» **Input**
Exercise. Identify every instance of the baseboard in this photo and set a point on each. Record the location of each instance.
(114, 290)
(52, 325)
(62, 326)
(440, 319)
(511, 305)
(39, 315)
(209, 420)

» **Assignment**
All the material above is to be returned exactly as it stands.

» **Task answer**
Exercise. Identify every instance of the baseboard in this photo and set a point on each. Record the location of each instance.
(114, 290)
(52, 325)
(62, 326)
(440, 319)
(511, 305)
(39, 315)
(209, 420)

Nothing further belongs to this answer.